■ **PROBLEM STATEMENT**: Write out again the entries from the first line to the line that includes "Target: row of tree along street", keeping both of those lines.

■ **INFORMATION SHOWN**:
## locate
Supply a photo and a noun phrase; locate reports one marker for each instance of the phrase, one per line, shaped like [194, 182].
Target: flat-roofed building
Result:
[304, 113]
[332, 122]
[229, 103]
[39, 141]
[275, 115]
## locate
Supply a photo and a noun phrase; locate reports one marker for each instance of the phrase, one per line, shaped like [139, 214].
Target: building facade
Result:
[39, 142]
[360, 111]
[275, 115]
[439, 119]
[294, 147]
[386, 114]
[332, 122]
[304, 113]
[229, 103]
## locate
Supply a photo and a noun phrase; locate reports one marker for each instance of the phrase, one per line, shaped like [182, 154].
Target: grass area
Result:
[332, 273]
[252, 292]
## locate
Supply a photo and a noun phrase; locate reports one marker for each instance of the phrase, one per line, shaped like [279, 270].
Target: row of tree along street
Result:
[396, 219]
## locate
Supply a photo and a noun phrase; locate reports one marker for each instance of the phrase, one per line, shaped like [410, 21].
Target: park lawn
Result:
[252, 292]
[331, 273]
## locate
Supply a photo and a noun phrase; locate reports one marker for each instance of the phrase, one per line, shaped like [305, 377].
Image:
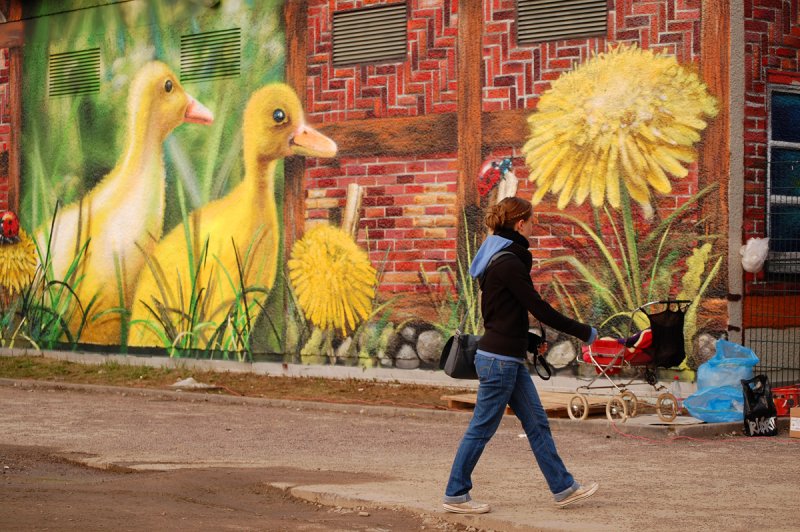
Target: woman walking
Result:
[507, 297]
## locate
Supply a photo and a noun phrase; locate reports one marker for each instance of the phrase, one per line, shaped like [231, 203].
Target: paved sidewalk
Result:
[648, 478]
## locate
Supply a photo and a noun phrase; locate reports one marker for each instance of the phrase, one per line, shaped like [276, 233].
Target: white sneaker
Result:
[469, 507]
[584, 492]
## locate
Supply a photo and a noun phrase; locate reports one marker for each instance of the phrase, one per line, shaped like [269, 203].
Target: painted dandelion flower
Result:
[332, 278]
[626, 117]
[17, 264]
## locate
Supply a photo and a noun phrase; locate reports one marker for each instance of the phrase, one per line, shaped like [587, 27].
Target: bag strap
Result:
[548, 370]
[491, 261]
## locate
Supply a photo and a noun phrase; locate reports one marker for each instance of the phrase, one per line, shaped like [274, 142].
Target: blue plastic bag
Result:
[731, 364]
[720, 404]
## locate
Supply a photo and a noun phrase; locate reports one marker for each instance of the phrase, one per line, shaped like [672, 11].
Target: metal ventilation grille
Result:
[211, 55]
[370, 35]
[549, 20]
[72, 73]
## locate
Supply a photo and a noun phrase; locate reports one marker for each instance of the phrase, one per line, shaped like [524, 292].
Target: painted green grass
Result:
[645, 269]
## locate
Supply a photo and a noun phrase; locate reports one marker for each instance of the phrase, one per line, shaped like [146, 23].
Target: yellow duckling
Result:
[123, 215]
[273, 128]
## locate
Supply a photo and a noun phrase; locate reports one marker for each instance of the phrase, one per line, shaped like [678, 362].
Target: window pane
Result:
[784, 234]
[784, 116]
[784, 172]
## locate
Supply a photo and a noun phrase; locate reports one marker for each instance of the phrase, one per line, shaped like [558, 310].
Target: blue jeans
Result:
[506, 383]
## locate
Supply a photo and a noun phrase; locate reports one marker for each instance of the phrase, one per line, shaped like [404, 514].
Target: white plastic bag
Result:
[754, 253]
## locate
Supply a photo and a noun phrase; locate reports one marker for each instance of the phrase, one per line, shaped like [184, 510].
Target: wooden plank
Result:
[401, 136]
[294, 168]
[469, 131]
[713, 157]
[425, 134]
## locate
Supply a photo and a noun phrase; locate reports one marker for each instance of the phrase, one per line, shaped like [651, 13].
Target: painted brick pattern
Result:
[424, 83]
[772, 50]
[408, 219]
[408, 215]
[5, 128]
[516, 74]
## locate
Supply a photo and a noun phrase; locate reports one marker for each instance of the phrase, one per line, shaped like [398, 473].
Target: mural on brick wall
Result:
[144, 236]
[615, 132]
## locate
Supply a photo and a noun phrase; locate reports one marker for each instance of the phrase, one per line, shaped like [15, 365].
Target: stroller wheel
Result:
[666, 407]
[578, 408]
[616, 410]
[631, 402]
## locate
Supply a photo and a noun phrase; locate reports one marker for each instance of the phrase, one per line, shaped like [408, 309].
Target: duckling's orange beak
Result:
[197, 113]
[311, 143]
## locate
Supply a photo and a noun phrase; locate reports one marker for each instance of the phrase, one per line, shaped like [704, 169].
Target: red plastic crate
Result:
[786, 397]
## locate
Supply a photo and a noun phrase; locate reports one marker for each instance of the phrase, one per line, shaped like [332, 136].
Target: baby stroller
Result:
[658, 346]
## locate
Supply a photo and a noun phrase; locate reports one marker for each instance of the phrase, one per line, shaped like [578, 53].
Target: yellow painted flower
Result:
[17, 264]
[626, 116]
[332, 278]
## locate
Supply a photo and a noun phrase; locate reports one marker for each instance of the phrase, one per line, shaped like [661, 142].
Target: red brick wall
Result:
[772, 50]
[5, 128]
[517, 74]
[409, 202]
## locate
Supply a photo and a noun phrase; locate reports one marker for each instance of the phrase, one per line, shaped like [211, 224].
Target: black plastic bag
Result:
[760, 415]
[458, 356]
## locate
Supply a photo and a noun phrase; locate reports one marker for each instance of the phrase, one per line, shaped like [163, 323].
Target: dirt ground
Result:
[43, 491]
[213, 463]
[345, 391]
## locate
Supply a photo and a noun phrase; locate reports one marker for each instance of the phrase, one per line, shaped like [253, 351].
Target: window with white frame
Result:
[783, 180]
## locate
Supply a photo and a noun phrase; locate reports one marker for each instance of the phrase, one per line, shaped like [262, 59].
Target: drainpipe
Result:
[736, 181]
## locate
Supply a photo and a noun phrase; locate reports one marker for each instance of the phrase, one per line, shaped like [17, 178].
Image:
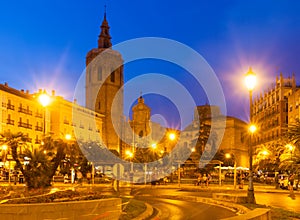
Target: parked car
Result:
[283, 180]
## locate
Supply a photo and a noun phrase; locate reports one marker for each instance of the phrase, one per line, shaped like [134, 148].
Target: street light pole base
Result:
[250, 197]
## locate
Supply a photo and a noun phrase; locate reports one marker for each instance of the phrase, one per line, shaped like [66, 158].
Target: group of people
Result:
[240, 179]
[203, 179]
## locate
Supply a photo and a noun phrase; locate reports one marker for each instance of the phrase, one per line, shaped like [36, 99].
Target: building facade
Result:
[233, 142]
[104, 86]
[22, 112]
[271, 110]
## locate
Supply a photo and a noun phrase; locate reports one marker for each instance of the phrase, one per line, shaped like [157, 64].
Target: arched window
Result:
[99, 73]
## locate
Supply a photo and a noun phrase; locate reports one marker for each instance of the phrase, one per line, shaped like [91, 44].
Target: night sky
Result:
[43, 44]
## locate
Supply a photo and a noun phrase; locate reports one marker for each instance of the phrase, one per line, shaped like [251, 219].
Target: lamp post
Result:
[228, 156]
[250, 81]
[291, 148]
[44, 100]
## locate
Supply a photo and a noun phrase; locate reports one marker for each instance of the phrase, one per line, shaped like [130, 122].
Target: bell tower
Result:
[104, 79]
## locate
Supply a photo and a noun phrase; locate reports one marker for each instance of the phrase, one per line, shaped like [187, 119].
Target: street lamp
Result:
[291, 148]
[228, 156]
[250, 81]
[44, 100]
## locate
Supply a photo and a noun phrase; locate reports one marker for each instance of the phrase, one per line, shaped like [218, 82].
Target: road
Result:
[279, 200]
[178, 209]
[275, 198]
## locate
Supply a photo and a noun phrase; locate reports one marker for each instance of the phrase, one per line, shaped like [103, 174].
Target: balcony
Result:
[10, 122]
[10, 106]
[25, 111]
[38, 115]
[25, 125]
[38, 128]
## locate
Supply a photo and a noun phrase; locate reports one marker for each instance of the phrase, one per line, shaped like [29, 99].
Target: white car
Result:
[283, 180]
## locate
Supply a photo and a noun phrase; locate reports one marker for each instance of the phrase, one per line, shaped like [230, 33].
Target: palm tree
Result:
[40, 166]
[293, 132]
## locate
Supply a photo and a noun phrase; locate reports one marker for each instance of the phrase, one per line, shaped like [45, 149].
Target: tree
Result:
[293, 133]
[40, 165]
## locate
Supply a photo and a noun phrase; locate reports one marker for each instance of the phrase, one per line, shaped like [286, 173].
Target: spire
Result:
[104, 37]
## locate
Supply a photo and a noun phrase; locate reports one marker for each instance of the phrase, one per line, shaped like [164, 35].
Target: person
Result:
[15, 173]
[89, 177]
[79, 177]
[208, 179]
[204, 179]
[291, 184]
[198, 182]
[241, 180]
[66, 178]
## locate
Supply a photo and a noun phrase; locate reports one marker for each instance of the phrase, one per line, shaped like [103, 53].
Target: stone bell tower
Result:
[104, 79]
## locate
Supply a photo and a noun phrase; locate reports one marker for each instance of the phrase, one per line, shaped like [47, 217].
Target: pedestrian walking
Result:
[79, 177]
[89, 177]
[199, 179]
[291, 185]
[204, 179]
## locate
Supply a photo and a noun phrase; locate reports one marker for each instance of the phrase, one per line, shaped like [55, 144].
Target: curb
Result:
[239, 209]
[147, 213]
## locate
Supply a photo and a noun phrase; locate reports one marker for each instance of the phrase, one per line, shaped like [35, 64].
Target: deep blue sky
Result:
[43, 44]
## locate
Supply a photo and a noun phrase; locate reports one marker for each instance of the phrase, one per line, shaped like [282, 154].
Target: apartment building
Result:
[271, 110]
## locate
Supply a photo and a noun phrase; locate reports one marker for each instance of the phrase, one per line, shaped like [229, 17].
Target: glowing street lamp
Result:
[44, 100]
[68, 137]
[250, 81]
[153, 146]
[228, 156]
[129, 154]
[172, 136]
[291, 148]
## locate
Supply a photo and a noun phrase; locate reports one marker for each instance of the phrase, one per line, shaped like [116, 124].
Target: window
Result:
[99, 76]
[112, 77]
[90, 74]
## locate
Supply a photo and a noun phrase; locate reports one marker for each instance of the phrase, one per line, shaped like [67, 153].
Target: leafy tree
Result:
[293, 133]
[42, 162]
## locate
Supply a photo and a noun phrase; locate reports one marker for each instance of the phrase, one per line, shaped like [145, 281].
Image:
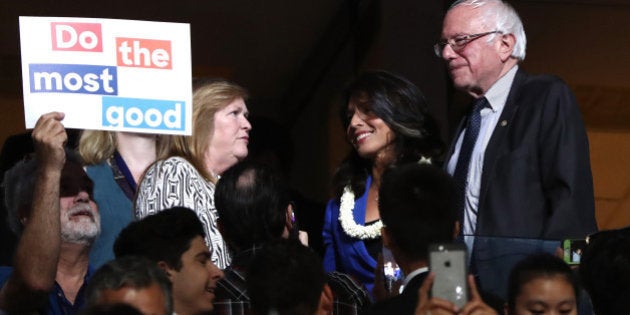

■ **OUTPUT BELOW**:
## locate
Supply a photo and a noun phrase; locate reports one marker for each instance of the phrase, one per line, shaped like [194, 182].
Target: flat-roofed building
Result:
[304, 113]
[332, 122]
[229, 103]
[39, 141]
[275, 115]
## locate
Supply a photo and a noun phrase; locate reports one marker for each instance of the phrase, one per line, shaped like [139, 214].
Target: building facade
Result:
[39, 142]
[360, 111]
[275, 115]
[439, 119]
[294, 147]
[386, 114]
[332, 122]
[304, 113]
[229, 103]
## locate
Supply a photo and a noun phrase; locate reports one marker for each instance of the phrase, one per line, shaped like [182, 154].
Target: grass area
Result:
[332, 273]
[252, 292]
## locate
Supply a photo and a noun phrase; locate reports one marker for each instance of the phrase, one per line, shaped like [279, 270].
Target: row of tree along street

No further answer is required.